■ Your objective
Please copy the rows below word for word, starting at the very beginning and stopping after the line that contains "column 94, row 91".
>>>
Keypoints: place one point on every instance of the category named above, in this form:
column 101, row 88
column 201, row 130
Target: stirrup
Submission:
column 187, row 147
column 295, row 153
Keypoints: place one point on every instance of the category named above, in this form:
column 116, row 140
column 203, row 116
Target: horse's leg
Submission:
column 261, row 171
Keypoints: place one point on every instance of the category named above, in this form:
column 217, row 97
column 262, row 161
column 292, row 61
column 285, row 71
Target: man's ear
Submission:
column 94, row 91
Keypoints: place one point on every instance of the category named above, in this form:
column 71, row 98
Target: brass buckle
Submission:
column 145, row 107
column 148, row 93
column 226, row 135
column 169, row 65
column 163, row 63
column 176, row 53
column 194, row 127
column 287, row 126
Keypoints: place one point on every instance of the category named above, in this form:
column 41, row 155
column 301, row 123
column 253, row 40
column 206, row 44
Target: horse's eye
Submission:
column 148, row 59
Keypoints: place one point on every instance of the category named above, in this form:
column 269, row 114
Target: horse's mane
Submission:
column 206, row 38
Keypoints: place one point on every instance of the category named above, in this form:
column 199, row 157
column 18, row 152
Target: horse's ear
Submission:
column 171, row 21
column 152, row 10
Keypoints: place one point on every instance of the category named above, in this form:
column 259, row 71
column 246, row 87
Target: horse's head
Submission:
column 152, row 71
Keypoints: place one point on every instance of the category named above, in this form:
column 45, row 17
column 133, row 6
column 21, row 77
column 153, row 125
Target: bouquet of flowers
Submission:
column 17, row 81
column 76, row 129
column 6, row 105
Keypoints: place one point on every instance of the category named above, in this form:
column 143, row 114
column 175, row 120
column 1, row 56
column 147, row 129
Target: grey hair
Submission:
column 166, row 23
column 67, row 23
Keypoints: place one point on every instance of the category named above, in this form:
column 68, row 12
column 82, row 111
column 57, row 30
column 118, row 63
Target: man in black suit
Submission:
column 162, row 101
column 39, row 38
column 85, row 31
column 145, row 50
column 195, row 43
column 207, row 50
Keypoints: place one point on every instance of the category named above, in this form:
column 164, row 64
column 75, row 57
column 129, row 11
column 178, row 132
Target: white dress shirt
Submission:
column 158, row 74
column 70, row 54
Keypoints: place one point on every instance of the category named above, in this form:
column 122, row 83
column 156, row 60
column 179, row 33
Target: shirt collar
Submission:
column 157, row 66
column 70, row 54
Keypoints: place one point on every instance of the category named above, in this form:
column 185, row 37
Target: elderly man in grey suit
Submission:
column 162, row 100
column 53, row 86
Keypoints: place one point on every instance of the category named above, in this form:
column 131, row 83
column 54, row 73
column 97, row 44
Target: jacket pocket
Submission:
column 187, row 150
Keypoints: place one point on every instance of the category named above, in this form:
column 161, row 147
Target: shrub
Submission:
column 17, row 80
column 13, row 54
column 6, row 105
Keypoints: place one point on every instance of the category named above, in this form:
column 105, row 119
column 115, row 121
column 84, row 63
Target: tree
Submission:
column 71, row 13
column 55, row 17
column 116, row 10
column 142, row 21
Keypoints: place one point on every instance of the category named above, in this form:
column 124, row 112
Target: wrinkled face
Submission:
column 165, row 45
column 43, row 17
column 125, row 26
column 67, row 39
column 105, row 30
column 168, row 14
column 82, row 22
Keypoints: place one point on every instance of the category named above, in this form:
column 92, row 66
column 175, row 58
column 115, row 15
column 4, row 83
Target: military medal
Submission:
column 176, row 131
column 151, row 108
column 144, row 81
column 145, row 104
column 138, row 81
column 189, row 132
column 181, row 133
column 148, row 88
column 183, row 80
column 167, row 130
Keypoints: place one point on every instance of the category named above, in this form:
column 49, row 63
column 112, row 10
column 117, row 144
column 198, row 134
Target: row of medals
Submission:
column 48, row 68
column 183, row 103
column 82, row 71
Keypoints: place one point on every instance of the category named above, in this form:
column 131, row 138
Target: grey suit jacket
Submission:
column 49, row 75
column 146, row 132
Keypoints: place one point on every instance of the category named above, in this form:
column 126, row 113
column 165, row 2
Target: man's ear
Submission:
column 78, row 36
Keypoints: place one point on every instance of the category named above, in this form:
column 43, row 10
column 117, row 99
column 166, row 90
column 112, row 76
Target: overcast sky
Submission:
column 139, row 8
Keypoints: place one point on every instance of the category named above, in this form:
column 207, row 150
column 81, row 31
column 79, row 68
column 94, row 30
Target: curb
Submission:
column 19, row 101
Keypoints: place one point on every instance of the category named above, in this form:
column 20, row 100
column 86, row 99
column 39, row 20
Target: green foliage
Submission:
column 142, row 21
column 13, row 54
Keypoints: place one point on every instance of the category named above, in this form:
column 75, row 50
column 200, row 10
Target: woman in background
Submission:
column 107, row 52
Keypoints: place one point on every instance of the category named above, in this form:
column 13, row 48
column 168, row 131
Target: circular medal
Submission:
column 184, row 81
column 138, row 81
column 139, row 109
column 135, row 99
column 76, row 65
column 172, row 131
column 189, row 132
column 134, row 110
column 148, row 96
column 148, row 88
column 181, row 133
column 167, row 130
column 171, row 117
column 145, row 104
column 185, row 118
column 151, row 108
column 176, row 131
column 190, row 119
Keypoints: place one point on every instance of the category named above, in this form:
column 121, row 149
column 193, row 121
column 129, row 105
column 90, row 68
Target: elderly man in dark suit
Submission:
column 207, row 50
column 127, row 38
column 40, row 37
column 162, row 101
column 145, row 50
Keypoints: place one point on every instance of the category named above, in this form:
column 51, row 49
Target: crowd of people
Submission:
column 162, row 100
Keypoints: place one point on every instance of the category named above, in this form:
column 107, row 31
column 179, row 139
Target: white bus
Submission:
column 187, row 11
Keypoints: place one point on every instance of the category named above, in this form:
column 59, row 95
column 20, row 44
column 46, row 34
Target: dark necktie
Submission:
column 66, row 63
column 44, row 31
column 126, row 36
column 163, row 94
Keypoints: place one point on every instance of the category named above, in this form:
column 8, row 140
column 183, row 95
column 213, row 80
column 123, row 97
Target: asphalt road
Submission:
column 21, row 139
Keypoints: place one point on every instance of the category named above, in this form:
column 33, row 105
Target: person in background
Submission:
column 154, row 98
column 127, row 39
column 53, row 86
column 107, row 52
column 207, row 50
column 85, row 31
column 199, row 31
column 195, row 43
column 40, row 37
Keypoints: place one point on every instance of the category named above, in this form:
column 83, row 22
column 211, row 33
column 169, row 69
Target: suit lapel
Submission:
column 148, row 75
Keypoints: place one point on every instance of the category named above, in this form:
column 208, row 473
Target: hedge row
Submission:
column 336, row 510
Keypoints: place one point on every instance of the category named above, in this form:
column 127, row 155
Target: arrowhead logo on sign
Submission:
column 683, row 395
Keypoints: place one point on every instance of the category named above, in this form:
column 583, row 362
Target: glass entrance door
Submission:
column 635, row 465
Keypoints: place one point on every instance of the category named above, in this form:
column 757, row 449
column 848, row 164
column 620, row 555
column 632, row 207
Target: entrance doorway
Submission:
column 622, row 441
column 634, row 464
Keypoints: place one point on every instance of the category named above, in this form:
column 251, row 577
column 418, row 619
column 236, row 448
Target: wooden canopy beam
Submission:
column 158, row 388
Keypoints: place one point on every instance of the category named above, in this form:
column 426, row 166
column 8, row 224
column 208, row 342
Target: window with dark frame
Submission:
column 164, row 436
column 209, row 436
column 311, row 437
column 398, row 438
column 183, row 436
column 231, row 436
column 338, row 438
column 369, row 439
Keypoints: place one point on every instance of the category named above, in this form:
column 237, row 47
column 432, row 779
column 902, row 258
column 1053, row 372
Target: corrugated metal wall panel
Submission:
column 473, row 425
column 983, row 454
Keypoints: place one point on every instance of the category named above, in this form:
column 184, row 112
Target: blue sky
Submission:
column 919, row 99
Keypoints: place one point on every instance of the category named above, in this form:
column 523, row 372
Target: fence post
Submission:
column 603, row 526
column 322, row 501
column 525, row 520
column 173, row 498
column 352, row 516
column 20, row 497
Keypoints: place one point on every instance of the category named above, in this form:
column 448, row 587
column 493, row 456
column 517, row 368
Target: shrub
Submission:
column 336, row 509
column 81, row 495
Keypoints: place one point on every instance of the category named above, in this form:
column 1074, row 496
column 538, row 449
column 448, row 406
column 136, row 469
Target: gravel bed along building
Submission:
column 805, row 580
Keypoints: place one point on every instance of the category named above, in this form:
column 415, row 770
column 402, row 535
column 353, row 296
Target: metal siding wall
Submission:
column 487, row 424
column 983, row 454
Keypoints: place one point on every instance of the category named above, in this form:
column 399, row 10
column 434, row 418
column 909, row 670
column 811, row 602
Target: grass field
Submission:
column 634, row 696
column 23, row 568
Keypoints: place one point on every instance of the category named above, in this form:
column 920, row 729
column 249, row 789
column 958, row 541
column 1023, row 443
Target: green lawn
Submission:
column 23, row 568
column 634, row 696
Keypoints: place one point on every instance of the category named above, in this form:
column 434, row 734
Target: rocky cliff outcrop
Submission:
<<<
■ Completed task
Keypoints: place one point on every instance of the category named above, in this form:
column 101, row 88
column 201, row 130
Target: stirrup
Submission:
column 187, row 147
column 295, row 153
Keypoints: place one point on every instance of the category named above, in this form:
column 116, row 140
column 203, row 116
Target: horse's leg
Submission:
column 261, row 171
Keypoints: place one point on every instance of the category named above, in this form:
column 217, row 97
column 262, row 161
column 292, row 61
column 285, row 71
Target: man's ear
Submission:
column 94, row 91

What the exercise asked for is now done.